Aim of the exercise: Print the entries verbatim, leaving out the images they contain.

Material for this exercise:
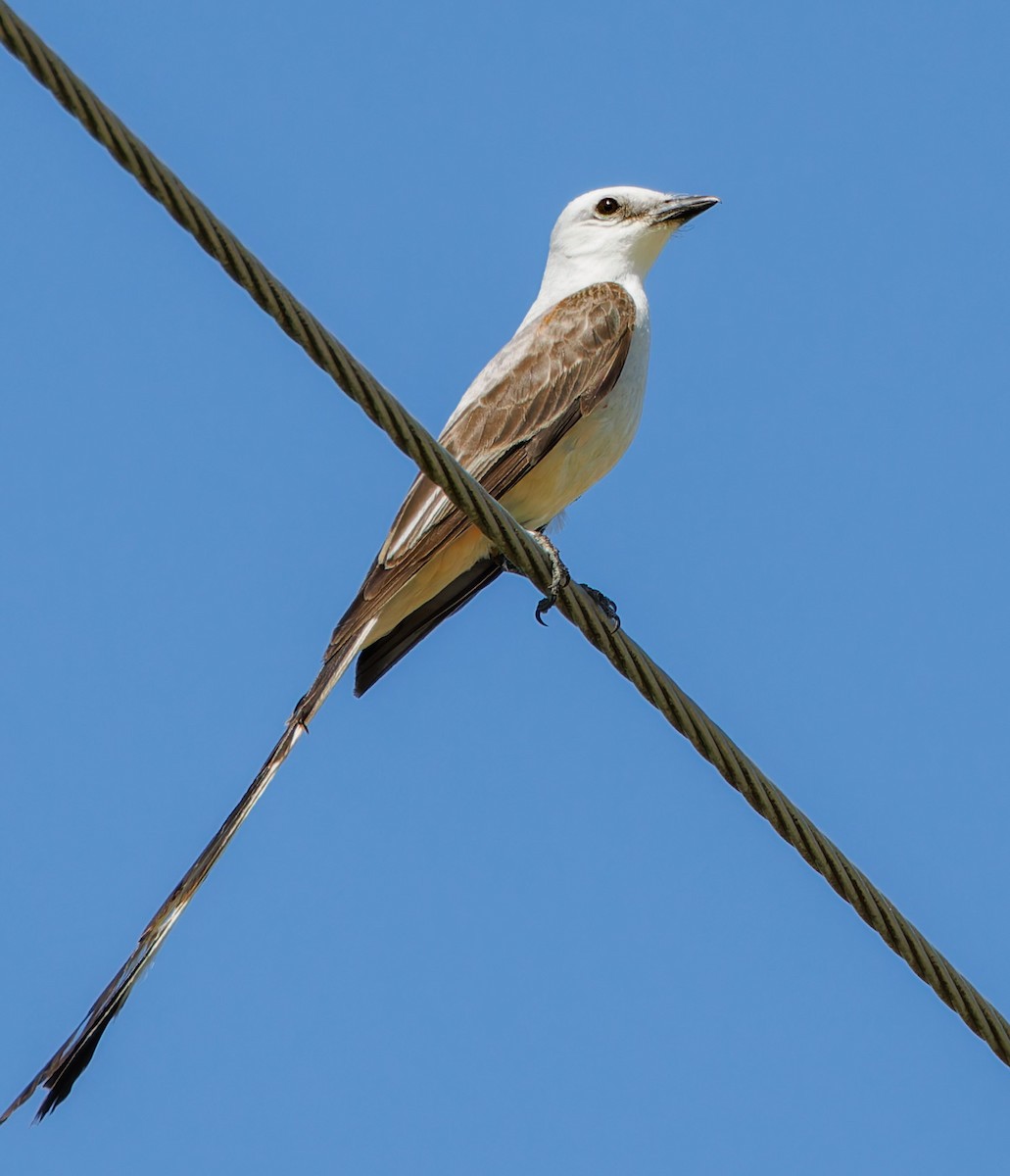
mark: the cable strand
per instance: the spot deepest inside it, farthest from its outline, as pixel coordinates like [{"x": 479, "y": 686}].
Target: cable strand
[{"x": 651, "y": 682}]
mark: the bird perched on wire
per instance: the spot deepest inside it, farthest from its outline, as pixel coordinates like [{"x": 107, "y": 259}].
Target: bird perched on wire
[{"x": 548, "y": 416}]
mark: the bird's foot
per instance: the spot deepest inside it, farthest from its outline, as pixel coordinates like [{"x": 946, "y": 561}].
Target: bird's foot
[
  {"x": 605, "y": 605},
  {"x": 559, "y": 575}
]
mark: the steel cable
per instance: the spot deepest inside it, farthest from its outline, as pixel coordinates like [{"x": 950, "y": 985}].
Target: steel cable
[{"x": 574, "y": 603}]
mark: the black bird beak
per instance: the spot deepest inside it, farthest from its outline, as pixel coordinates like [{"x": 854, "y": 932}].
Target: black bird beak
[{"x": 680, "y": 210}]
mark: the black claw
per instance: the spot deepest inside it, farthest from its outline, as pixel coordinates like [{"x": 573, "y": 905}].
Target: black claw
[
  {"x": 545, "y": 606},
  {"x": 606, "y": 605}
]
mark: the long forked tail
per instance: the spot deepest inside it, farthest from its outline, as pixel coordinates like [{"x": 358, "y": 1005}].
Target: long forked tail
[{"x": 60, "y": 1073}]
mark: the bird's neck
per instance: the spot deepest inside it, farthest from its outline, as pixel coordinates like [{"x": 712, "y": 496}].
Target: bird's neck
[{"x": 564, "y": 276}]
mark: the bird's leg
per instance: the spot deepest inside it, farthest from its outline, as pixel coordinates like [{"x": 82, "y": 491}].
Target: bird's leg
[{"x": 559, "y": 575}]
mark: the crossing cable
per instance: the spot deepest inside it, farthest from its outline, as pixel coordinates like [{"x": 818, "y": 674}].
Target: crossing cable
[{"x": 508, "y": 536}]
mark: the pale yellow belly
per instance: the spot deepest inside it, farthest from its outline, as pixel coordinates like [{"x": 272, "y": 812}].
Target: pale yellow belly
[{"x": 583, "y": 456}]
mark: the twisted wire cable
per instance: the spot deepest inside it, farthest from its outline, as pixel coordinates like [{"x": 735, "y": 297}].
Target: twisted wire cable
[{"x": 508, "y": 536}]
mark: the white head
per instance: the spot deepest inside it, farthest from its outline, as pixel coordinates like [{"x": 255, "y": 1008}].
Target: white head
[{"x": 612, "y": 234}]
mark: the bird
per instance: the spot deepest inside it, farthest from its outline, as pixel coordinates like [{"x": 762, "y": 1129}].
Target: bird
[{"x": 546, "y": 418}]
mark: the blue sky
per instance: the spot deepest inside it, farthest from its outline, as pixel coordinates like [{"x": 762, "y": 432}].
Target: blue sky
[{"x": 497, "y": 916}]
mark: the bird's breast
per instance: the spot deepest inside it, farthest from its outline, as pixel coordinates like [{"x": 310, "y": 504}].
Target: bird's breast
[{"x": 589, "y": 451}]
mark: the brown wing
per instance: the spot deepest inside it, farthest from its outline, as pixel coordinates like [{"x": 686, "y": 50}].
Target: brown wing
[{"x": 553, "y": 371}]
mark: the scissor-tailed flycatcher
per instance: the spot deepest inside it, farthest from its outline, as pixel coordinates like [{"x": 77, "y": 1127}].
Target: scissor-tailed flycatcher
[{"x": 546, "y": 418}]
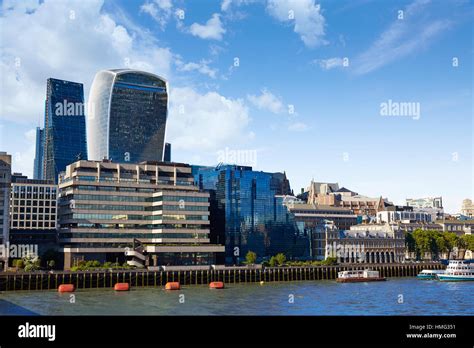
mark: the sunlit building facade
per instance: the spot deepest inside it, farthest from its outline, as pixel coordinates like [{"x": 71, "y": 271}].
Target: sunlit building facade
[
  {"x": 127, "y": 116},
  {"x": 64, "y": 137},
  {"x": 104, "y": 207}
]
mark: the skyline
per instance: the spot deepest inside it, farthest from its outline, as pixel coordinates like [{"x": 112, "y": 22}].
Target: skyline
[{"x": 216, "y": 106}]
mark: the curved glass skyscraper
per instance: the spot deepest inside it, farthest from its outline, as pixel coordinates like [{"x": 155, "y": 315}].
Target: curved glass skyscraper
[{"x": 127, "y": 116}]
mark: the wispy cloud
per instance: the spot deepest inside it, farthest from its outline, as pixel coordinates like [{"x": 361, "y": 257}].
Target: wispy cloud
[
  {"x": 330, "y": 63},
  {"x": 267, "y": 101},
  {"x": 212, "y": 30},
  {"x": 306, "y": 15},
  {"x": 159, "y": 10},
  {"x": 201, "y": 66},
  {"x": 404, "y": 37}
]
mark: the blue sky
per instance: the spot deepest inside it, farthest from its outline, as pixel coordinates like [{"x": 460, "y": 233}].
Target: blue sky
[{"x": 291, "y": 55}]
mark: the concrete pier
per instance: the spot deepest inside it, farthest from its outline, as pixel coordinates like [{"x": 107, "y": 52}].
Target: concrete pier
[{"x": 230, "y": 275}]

Right answer:
mark: the cable strand
per instance: the spot deepest inside it, farthest from its outline, as pixel coordinates like [{"x": 479, "y": 686}].
Target: cable strand
[{"x": 651, "y": 682}]
mark: the bird perched on wire
per instance: the spot deepest inside it, farthest from its outline, as pixel coordinates like [{"x": 107, "y": 259}].
Target: bird perched on wire
[{"x": 548, "y": 416}]
mark: the bird's foot
per instance: the spot deepest inside it, farthest from its outline, as pixel coordinates like [{"x": 946, "y": 561}].
Target: bird's foot
[
  {"x": 605, "y": 605},
  {"x": 559, "y": 575}
]
mark: the steel cable
per instance: the spot deepest inside it, farthest from its outline, as pixel coordinates like [{"x": 950, "y": 985}].
Target: steel cable
[{"x": 574, "y": 603}]
mark: the black bird beak
per instance: the spot deepest inside it, farthest from its outline, as pixel coordinates like [{"x": 854, "y": 932}].
Target: black bird beak
[{"x": 680, "y": 210}]
mark: the black claw
per instance: the spot deepest inside it, farthest from its outline, as pixel coordinates like [{"x": 573, "y": 905}].
Target: black claw
[
  {"x": 545, "y": 606},
  {"x": 606, "y": 605}
]
mark: the long forked tail
per instance: the spot deepest inside it, farthest from its outline, as pixel coordinates like [{"x": 358, "y": 1005}].
Target: long forked tail
[{"x": 60, "y": 1073}]
mark: the bird's neck
per instance: the spot deepest inside it, farthest from its outline, as pixel coordinates like [{"x": 712, "y": 496}].
Target: bird's neck
[{"x": 564, "y": 276}]
mark: the bird's leg
per instance: the spot deepest inside it, farthest from its outline, as pixel coordinates like [{"x": 82, "y": 491}].
Target: bird's leg
[{"x": 559, "y": 575}]
mark: the crossing cable
per instance: the spot deepest inside it, farthest from its outline, as pixel coordinates like [{"x": 818, "y": 674}].
Target: crossing cable
[{"x": 508, "y": 536}]
mark: the pale yellow belly
per instance: the spot deepest inside it, farthest from its outline, as pixel coordinates like [{"x": 272, "y": 812}].
Target: pale yellow belly
[{"x": 583, "y": 456}]
mark: the twisted wire cable
per instance: the spot deepest inside it, farthest from its outline, as pixel coordinates like [{"x": 735, "y": 297}].
Target: twisted wire cable
[{"x": 508, "y": 536}]
mark: the white head
per instance: the spot deepest inside it, farthest from its outline, as pixel coordinates like [{"x": 255, "y": 1008}].
Target: white head
[{"x": 612, "y": 234}]
mark: the bird
per instance: the spot deepest inside it, farthest from its outline, as pixel coordinates like [{"x": 762, "y": 1129}].
Target: bird
[{"x": 546, "y": 418}]
mark: the blue sky
per instance: the spot deepest inside it, farthest from its outline, as pixel coordinates like [{"x": 762, "y": 432}].
Target: blue sky
[{"x": 497, "y": 916}]
mark: the bird's breast
per instance: the spot deepest inside it, farthest from its outline, as pixel coordinates like [{"x": 310, "y": 504}].
Target: bird's breast
[{"x": 589, "y": 451}]
mark: the brown wing
per instance: the spot deepest inside it, farthest from its outline, as pixel coordinates like [{"x": 686, "y": 50}].
Target: brown wing
[{"x": 553, "y": 371}]
mark: the scissor-tailed flycatcher
per instance: the spot deepest inside it, farthest from its outline, as pixel coordinates like [{"x": 77, "y": 1127}].
Target: scissor-tailed flycatcher
[{"x": 546, "y": 418}]
mark: the sunlit building facade
per instance: the spot deepest inside it, farthest from its outline, as pixel coordinates like [{"x": 71, "y": 271}].
Target: sunlit building facade
[
  {"x": 127, "y": 116},
  {"x": 64, "y": 137},
  {"x": 104, "y": 207}
]
mark: the skyline
per instance: the spot deepest inside it, farthest from its outline, as pixel coordinates like [{"x": 112, "y": 22}].
Target: skyline
[{"x": 216, "y": 106}]
mark: the curved glass skyscraper
per instance: the spot deepest inside it, farthest from its outline, as pixel coordinates like [{"x": 155, "y": 315}].
Target: curved glass skyscraper
[{"x": 127, "y": 116}]
mark: the wispy cloud
per instance: the spot deepest inside it, farthest from its outline, as pixel coordinates like [{"x": 361, "y": 257}].
Target: wispy cloud
[
  {"x": 330, "y": 63},
  {"x": 267, "y": 101},
  {"x": 212, "y": 30},
  {"x": 306, "y": 15},
  {"x": 159, "y": 10},
  {"x": 201, "y": 66},
  {"x": 404, "y": 37}
]
mark: the blue sky
per instance: the spot deepest inside it, farthest from its outline, as pixel coordinates like [{"x": 460, "y": 233}].
Target: blue sky
[{"x": 291, "y": 55}]
mark: the concrete pier
per instance: the spot deepest inside it, farthest from its outline, as pixel coordinates like [{"x": 107, "y": 52}].
Target: concrete pier
[{"x": 230, "y": 275}]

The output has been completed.